TEXT BLOCK =

_____

The new study, led by Howard Hughes Medical Institute investigator Cornelia I. Bargmann and Yun Zhang, a postdoctoral fellow in Bargmann's laboratory at The Rockefeller University, represents a clear capacity for learning in the laboratory animal C. elegans, a microscopic worm with only 302 neurons. The work suggests that the cellular mechanisms underlying this type of learning have been maintained through evolution, and opens the way for more in depth studies of how learning occurs. The study will be published in the November 10, 2005, issue of the journal Nature.
One of C. elegans' fundamental behaviors is movement toward food based on its sense of smell. In the laboratory, this often means wriggling across a plate full of agar toward a cluster of E. coli. But in its natural environment, the soil, C. elegans encounters an astounding variety of bacteria. As it writhes through its world, the worm might meet up with hundreds of different species of bacteria in as little as five minutes. But while some bacteria make ideal worm food, others are toxic.

_____

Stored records
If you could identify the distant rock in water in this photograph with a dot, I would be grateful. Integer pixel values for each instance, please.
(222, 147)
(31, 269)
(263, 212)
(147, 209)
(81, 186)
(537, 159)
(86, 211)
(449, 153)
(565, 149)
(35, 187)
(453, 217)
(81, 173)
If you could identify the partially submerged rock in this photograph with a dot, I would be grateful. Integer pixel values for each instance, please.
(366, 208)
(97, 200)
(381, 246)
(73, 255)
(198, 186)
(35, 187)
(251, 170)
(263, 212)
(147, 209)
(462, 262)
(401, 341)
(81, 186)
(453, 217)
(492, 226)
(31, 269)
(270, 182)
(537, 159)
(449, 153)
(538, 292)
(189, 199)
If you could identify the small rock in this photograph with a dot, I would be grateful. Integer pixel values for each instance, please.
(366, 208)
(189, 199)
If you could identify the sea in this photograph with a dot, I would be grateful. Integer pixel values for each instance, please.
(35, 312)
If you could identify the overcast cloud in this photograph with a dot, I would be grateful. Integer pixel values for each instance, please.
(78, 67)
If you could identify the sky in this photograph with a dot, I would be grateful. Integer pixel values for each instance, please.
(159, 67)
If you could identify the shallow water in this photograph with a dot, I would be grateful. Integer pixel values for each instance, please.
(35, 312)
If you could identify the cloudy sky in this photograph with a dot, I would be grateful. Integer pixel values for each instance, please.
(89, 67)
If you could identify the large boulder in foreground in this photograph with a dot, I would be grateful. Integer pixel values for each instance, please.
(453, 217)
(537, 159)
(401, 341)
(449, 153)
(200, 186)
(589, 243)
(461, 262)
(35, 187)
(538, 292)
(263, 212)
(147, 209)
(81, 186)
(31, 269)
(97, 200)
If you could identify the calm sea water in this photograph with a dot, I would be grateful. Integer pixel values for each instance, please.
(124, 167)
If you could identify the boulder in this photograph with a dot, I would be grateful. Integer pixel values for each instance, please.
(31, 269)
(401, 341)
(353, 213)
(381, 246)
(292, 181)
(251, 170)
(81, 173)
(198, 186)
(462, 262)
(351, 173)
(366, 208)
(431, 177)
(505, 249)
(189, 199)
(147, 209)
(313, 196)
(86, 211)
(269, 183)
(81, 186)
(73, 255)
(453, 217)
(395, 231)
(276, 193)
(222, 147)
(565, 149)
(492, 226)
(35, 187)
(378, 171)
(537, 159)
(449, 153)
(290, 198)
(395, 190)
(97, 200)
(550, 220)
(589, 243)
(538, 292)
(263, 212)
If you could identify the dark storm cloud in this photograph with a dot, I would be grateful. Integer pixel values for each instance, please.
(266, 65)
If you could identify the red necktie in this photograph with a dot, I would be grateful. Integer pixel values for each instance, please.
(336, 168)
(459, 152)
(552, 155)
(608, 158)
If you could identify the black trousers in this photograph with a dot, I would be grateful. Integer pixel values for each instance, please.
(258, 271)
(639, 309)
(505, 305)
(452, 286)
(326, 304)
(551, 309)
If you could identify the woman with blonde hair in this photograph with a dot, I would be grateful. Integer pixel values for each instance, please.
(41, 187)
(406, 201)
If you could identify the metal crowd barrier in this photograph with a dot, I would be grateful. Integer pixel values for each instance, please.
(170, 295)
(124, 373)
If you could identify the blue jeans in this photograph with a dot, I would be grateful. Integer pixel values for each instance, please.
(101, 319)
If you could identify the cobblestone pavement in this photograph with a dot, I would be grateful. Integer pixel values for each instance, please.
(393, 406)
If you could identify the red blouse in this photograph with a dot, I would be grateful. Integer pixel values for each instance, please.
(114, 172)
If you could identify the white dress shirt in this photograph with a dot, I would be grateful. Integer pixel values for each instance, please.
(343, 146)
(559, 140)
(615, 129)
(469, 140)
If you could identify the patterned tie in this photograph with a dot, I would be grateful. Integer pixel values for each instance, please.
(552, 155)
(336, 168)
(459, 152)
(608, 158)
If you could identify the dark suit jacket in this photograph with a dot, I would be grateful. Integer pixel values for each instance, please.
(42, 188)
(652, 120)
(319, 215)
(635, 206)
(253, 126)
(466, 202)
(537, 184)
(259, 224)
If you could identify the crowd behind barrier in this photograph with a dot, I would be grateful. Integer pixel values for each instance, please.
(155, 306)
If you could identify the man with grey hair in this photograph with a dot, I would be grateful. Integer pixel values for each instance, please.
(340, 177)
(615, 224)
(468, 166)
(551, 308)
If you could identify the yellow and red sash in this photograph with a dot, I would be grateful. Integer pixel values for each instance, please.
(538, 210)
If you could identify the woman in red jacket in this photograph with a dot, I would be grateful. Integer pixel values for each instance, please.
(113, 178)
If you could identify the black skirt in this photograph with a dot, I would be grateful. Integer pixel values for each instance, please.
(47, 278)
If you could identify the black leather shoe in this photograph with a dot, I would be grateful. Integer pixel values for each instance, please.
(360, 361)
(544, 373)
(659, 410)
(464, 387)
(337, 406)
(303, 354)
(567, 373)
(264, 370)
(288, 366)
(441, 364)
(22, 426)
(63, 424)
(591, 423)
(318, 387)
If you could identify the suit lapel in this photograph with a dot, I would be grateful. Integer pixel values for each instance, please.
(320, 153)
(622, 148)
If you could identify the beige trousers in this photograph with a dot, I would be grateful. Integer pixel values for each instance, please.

_____

DIRECTIONS =
1. Say whether each of these statements agrees with the C. elegans text, answering yes or no and quoting the words of the text that decide it: (a) C. elegans has only 302 neurons. (b) The study was to be published in the journal Science. (c) In the soil, the worm might meet hundreds of bacterial species in as little as five minutes.
2. Reproduce the C. elegans text word for word, from "The new study, led" up to and including "the journal Nature.".

RESPONSES BY ITEM NUMBER =
1.
(a) Yes: "a microscopic worm with only 302 neurons."
(b) No: "The study will be published in the November 10, 2005, issue of the journal Nature."
(c) Yes: "the worm might meet up with hundreds of different species of bacteria in as little as five minutes."

2.
The new study, led by Howard Hughes Medical Institute investigator Cornelia I. Bargmann and Yun Zhang, a postdoctoral fellow in Bargmann's laboratory at The Rockefeller University, represents a clear capacity for learning in the laboratory animal C. elegans, a microscopic worm with only 302 neurons. The work suggests that the cellular mechanisms underlying this type of learning have been maintained through evolution, and opens the way for more in depth studies of how learning occurs. The study will be published in the November 10, 2005, issue of the journal Nature.